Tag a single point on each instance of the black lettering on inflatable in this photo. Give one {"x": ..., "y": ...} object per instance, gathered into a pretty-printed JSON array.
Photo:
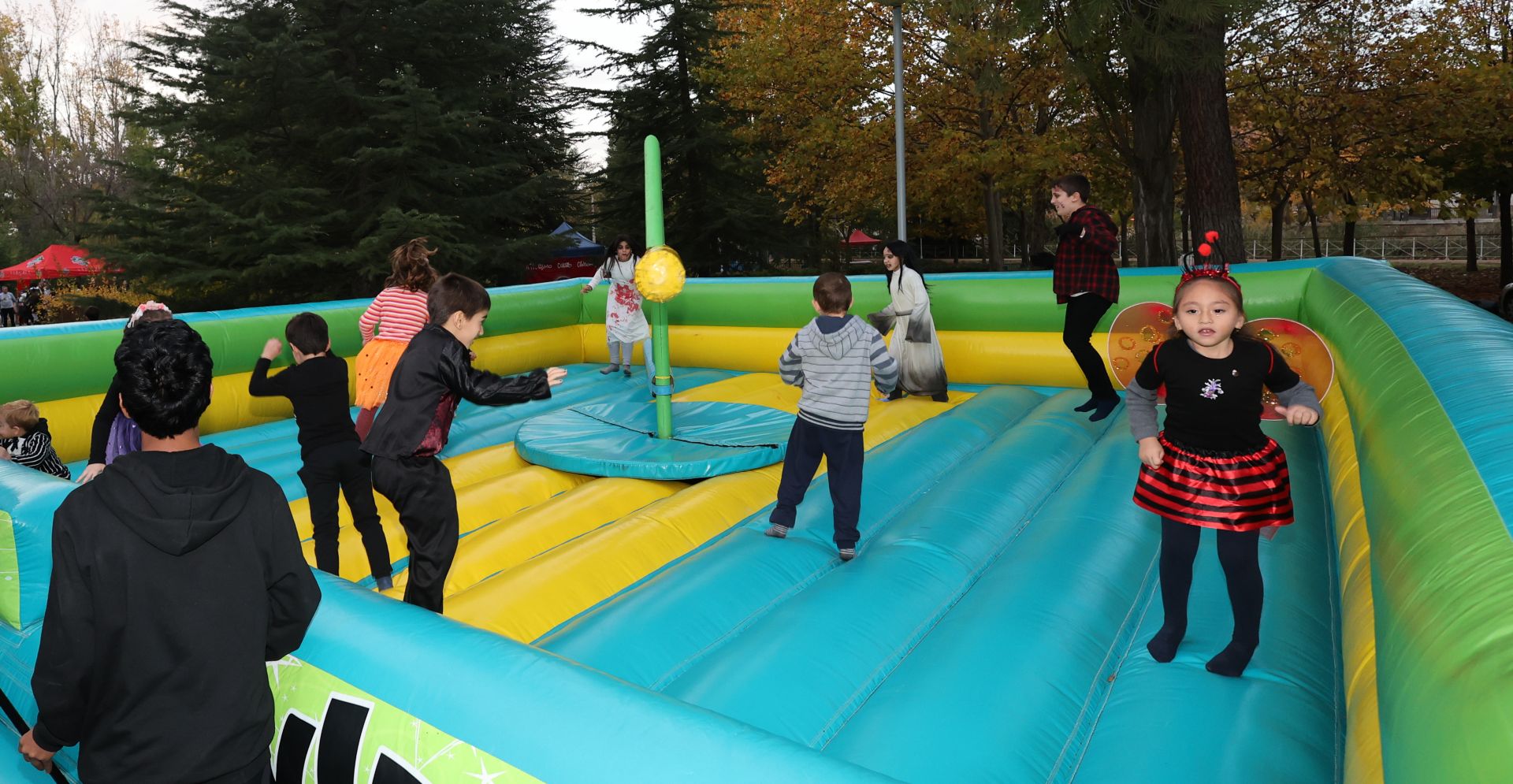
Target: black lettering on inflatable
[
  {"x": 340, "y": 736},
  {"x": 388, "y": 771},
  {"x": 294, "y": 746}
]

------------------------------------------------

ABOUT THIS TASK: With the pictures left out, output all the entries exactly.

SOLUTION FOR THIS TASK:
Tag a single point on each instance of the black lettering on inflatable in this photo. Give one {"x": ..., "y": ...} object per instance, gathered into a pretty-printed JSON array.
Photo:
Target: black lettering on inflatable
[
  {"x": 340, "y": 736},
  {"x": 388, "y": 771},
  {"x": 294, "y": 746}
]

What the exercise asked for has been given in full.